### Task data
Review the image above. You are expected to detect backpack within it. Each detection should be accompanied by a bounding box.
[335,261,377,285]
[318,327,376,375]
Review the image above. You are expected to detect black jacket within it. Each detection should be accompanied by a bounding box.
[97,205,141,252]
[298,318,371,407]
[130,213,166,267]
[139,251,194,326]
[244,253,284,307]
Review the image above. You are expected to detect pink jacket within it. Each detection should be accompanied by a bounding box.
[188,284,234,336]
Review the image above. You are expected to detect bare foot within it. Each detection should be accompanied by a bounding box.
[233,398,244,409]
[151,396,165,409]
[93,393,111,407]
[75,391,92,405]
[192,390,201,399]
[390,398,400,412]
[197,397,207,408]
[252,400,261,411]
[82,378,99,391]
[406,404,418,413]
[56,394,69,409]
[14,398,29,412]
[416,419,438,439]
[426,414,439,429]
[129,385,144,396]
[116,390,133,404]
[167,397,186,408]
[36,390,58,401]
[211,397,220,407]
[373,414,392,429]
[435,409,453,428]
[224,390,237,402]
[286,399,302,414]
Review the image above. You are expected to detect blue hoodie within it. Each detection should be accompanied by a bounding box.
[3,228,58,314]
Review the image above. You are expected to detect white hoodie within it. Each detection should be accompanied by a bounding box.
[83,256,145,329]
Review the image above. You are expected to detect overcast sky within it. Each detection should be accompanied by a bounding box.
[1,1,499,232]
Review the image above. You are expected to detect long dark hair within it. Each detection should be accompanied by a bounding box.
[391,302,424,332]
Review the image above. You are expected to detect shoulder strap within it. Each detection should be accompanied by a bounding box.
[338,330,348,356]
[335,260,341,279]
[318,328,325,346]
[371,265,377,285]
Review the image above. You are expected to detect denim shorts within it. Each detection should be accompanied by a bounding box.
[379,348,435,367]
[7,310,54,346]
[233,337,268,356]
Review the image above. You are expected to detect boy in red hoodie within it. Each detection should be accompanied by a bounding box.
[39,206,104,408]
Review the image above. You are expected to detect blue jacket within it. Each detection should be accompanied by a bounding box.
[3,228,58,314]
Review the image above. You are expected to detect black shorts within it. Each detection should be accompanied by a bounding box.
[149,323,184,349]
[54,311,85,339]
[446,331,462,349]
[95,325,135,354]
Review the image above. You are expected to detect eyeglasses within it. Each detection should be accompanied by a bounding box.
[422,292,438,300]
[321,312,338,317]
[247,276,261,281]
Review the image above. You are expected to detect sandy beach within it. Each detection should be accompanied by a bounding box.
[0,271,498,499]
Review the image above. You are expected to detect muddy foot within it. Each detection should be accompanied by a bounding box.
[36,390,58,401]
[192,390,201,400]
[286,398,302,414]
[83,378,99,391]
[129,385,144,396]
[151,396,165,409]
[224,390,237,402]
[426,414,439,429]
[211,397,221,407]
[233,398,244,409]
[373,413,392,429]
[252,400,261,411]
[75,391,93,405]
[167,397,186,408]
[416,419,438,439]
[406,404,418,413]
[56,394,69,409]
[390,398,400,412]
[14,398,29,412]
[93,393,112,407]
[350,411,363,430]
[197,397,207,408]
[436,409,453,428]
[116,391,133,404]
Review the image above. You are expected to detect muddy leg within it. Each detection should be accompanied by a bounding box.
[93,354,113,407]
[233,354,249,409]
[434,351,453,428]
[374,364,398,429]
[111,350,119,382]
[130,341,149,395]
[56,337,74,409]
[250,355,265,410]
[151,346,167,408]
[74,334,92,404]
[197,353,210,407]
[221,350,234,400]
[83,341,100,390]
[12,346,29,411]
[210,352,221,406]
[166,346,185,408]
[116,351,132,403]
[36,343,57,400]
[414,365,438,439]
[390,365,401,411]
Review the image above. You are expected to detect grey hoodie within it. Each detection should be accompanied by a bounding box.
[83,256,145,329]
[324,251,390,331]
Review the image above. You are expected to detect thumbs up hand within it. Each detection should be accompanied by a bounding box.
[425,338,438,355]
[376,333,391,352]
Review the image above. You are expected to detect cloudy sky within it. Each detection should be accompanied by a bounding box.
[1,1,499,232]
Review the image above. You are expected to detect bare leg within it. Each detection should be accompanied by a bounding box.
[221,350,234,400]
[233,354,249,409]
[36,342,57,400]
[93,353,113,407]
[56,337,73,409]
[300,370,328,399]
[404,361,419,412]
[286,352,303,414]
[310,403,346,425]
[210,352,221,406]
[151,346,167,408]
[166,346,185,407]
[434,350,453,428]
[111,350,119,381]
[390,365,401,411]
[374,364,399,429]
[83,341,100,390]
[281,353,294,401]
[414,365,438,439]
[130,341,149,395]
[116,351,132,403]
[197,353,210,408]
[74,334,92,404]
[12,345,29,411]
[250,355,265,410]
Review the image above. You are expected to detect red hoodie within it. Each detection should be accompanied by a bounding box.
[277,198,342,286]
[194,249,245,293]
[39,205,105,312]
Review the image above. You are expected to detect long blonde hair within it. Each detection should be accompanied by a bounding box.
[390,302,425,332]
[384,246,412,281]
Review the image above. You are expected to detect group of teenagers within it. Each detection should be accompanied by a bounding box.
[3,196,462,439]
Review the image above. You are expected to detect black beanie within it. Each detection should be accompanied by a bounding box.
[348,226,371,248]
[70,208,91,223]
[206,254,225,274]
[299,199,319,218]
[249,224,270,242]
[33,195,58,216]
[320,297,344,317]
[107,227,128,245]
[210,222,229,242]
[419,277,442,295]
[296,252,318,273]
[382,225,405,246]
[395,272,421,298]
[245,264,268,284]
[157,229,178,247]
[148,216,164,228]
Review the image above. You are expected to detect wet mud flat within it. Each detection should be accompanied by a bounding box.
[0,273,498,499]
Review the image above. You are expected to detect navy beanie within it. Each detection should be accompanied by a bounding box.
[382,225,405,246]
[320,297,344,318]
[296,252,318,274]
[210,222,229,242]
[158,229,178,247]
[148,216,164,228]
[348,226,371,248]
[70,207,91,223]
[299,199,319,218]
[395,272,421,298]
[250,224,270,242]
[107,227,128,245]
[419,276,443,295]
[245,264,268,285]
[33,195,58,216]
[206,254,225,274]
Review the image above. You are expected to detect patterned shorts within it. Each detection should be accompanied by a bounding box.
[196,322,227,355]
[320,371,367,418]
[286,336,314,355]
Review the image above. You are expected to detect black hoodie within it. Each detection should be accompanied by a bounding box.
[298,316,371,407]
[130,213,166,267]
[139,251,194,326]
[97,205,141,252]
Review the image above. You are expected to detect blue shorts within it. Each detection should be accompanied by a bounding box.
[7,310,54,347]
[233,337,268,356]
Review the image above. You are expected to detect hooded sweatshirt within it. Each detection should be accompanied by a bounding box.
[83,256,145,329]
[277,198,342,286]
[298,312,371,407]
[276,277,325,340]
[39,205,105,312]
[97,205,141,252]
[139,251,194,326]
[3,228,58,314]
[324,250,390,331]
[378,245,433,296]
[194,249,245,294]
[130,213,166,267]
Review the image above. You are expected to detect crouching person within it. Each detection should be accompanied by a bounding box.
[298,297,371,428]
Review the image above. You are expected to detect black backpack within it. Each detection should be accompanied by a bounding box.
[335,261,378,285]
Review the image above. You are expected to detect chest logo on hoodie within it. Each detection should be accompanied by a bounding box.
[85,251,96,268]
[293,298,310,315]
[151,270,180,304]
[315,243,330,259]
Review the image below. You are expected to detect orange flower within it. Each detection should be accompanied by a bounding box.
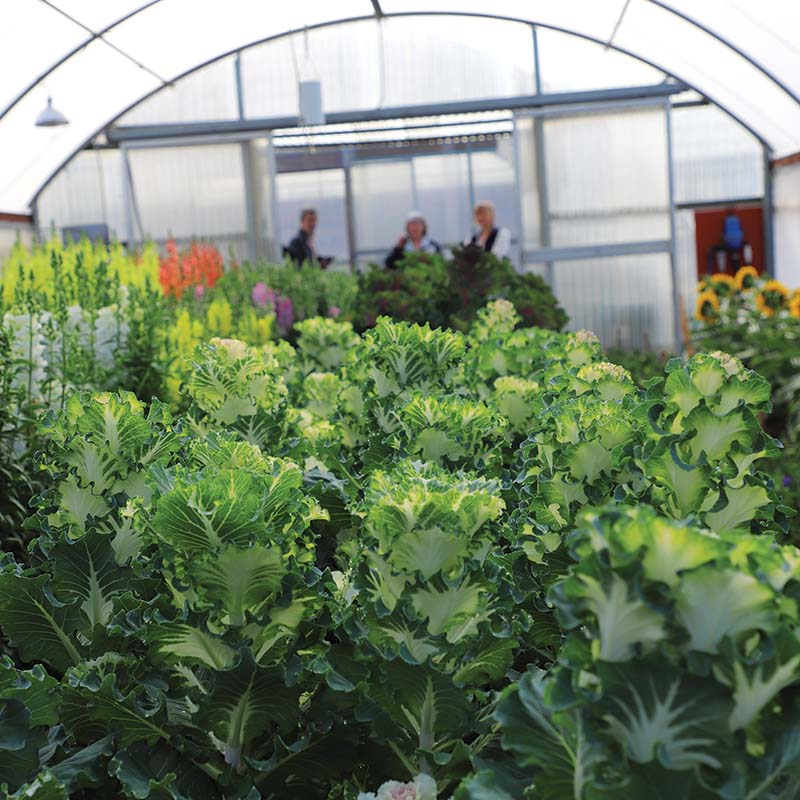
[735,265,759,291]
[158,240,224,299]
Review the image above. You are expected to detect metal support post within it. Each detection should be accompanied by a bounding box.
[466,141,476,213]
[664,99,683,355]
[342,147,357,271]
[235,52,266,263]
[531,25,553,286]
[265,133,281,262]
[762,144,775,276]
[511,114,525,269]
[120,145,135,248]
[409,157,419,211]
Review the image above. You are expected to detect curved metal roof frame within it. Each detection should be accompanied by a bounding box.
[0,0,165,123]
[3,0,799,213]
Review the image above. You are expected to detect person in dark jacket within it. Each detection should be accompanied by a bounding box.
[285,207,331,268]
[385,210,441,269]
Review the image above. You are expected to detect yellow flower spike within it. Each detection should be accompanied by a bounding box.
[735,265,759,291]
[695,289,721,323]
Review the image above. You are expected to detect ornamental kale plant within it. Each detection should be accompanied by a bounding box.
[458,505,800,800]
[0,303,797,799]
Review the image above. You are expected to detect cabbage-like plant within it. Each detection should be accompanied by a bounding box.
[459,505,800,800]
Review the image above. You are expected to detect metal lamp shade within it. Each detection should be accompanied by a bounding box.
[36,97,68,127]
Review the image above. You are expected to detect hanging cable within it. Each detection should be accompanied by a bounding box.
[38,0,172,86]
[606,0,633,50]
[376,18,386,110]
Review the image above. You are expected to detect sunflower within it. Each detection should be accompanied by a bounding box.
[790,291,800,319]
[695,289,721,323]
[707,273,737,297]
[754,279,790,317]
[735,265,759,291]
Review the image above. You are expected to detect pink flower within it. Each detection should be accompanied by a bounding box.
[328,305,341,318]
[251,281,272,309]
[276,296,294,331]
[194,284,205,300]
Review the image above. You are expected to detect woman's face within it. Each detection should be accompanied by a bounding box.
[475,206,494,230]
[407,219,425,240]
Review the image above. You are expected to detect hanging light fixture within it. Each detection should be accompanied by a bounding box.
[297,28,324,127]
[36,96,69,127]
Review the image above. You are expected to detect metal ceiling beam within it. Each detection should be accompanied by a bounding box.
[106,82,686,144]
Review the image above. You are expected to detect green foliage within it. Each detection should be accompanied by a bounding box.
[0,303,796,798]
[355,246,568,334]
[463,506,800,799]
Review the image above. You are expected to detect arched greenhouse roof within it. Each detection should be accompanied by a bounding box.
[2,0,799,215]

### Your instructions
Please print exactly the lines of the entries above, beginning with the line that contains "Review the image above. You are expected to detect cabbage-like" and ending with the last line.

### Response for this exercise
Review the image above. You are expected to detect cabbage-like plant within it. Each detection should be accompanied by a bounding box.
[459,505,800,800]
Review the image above. You are expected to detect metal lamp shade within it. Each detection should be accompanied by a bounding box.
[36,97,68,127]
Review the image above. You are expected to detect hanging cable within it. Each detection should be accompanied by a bounding box.
[38,0,172,86]
[606,0,633,50]
[376,18,386,110]
Review the image above. You are expected to detect sunflower within it. Each detection should be accompanied by a bounding box.
[790,291,800,319]
[695,289,721,323]
[707,273,737,297]
[754,279,790,317]
[735,265,759,291]
Review the image above. You are expected to detect pink flower within it. Each detection should be accompanied by a bounding box.
[328,305,341,318]
[251,281,272,309]
[276,296,294,331]
[194,284,205,300]
Review the image above. You are expected to detect woman's face within it. Each detection should be accompanied by a bounding box.
[475,206,494,230]
[407,219,425,240]
Review the image above. You are expected to detect hanging light fixture within it. Each detection should be accompanied by a bounding box.
[297,28,324,127]
[36,96,69,127]
Review the image above. You are expected to detect metal ceiling beam within it. Each detection should be accompanied by a bounding box.
[106,82,686,144]
Review the image above. You are expected to detect green foliage within it. Each detection should be accompanied by a bounding box.
[0,303,796,798]
[355,246,568,334]
[463,506,800,799]
Review the image above. You are expected to detect arched greenhouse roof within it. Each detection should be accompanied by a bounding box.
[2,0,799,215]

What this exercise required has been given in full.